Start of DATA PROVIDED

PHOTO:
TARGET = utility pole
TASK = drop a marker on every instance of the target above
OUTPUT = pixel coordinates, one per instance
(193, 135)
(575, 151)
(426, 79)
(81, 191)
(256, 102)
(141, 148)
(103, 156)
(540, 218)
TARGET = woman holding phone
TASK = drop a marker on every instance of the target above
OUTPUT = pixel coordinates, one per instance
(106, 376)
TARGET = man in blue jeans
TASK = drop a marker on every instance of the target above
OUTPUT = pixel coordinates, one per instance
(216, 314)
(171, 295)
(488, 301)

End of DATA PROVIDED

*WHAT YOU ARE ASKED TO DO*: Format these lines as a JSON list of strings, with one string per line and blank lines omitted.

*ANSWER*:
[
  "PHOTO:",
  "TARGET = utility pole",
  "TASK = drop a marker on every instance of the target above",
  "OUTPUT = pixel coordinates, one per instance",
  "(193, 135)",
  "(575, 151)",
  "(426, 79)",
  "(81, 191)",
  "(256, 102)",
  "(141, 148)",
  "(103, 156)",
  "(540, 218)",
  "TARGET = woman holding phone",
  "TASK = drop a marker on every instance of the target above",
  "OUTPUT = pixel coordinates, one per instance",
  "(106, 376)",
  "TARGET = man in blue jeans",
  "TASK = drop a marker on every instance of the target above",
  "OUTPUT = pixel coordinates, one per instance",
  "(216, 314)",
  "(171, 295)",
  "(488, 301)"
]